--- Task list ---
A) Answer the following from the public health article, one line each, marked to match:
(i) What three kinds of threats do unexpected terror attacks involve?
(ii) When did the great advances in public health begin?
(iii) In what period was the definition of public health based on communal activities formalized?
B) Reproduce the public health article between "The tragic events" and "in recent times.", inclusive.
C) Carry on writing the public health article from the point where it stops.

--- Text segment ---

Authors

  1. Novick, Lloyd F.

Article Content

New Focus on Public Health

The tragic events of September 11, 2001 have resulted in a new focus on public health. Now public health surveillance and capacity are linked to the imperative of preparedness against unexpected terror attacks involving biological, chemical, or nuclear threats. National leaders, editorial writers, and various commentators are using the term "public health infrastructure," apparently recognizing that first response exists at the local level and that a major infusion of resources is needed. This boosting and apparent commitment to our field is unprecedented in recent times.

 

Commentators have remarked that public health has been ignored for the past 15 years. Actually, the period of neglect stretched through almost all of the twentieth century. The great advances in public health began at the end of the nineteenth century, sharply reducing the infectious diseases that were the leading causes of death. Stemming tuberculosis, sanitizing the community water and food supply, and mass immunization were major advances spurred by collective or community action. This definition of public health based on communal activities goes back to ancient times and was formalized in the Middle Ages by authorities responding to the threats of infectious disease. More recently, the citizenry and their elected representatives have taken these gains for granted, expecting safe water and the absence of vaccine-preventable disease.

--- Stored data ---
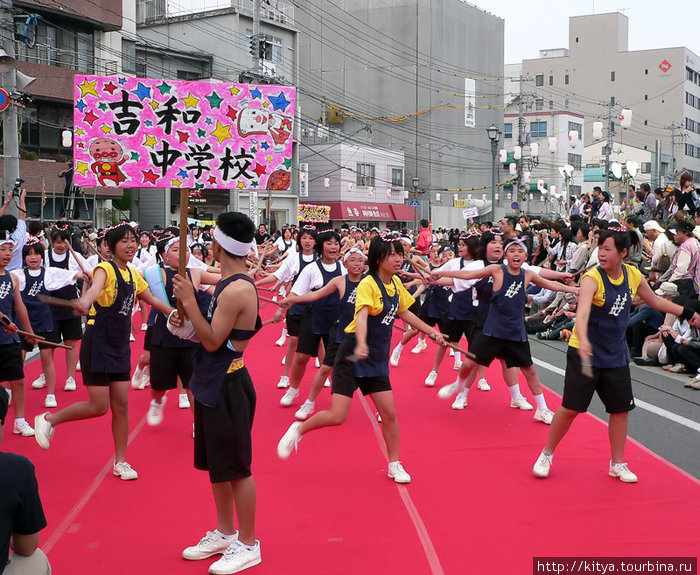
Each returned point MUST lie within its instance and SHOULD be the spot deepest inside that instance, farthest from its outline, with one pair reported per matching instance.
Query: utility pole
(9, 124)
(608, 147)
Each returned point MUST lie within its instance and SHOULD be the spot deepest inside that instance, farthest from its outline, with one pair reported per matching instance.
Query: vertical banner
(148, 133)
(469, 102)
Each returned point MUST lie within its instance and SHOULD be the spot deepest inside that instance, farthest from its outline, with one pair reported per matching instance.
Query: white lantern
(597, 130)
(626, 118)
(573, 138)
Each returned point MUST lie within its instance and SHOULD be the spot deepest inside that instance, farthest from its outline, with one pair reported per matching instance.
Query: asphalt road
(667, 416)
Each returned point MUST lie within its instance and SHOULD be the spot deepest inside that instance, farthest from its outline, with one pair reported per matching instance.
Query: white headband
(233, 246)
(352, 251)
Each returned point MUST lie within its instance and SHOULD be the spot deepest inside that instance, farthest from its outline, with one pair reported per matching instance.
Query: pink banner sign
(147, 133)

--- Answers given ---
A)
(i) Biological, chemical, or nuclear threats.
(ii) At the end of the nineteenth century.
(iii) In the Middle Ages.

B)
The tragic events of September 11, 2001 have resulted in a new focus on public health. Now public health surveillance and capacity are linked to the imperative of preparedness against unexpected terror attacks involving biological, chemical, or nuclear threats. National leaders, editorial writers, and various commentators are using the term "public health infrastructure," apparently recognizing that first response exists at the local level and that a major infusion of resources is needed. This boosting and apparent commitment to our field is unprecedented in recent times.

C)
 

Efforts to improve the health of our society were diverted by policy makers to preoccupation with health services and their attendant costs and away from the basic determinants of community health status.

 

But the new focus on public health, at least that concerned with preparedness, is not likely to disappear because its stimulus is the need to protect the community. The arsenal of public health, which includes surveillance or early recognition of natural or purposeful agents of illness, is indispensable and no other capacity can provide a substitute. Ironically, many of the public health measures now being discussed will be renewals of previous strategies, some more than five centuries old. Some may need to be redeployed to combat threats once conquered. Tragically, smallpox, declared eradicated by the World Health Organization (WHO) in 1980, now is feared as a weapon of bioterrorists. Responding to this threat requires planning by public health agencies with components of surveillance, isolation (quarantine), vaccination, and public information.

 

Cieslak and Eitzen, 1 in a special bioterrorism issue of this journal (June 2000), point out that, "A single case of smallpox occurring anywhere in the world today would represent the gravest of public health emergencies, and suspicion should prompt immediate consultation with health authorities. Strict quarantine (airborne and contact precautions in current terminology) should be instituted immediately for victims (until all scabs separate) as well as their contacts (for 17 days from last exposure.)."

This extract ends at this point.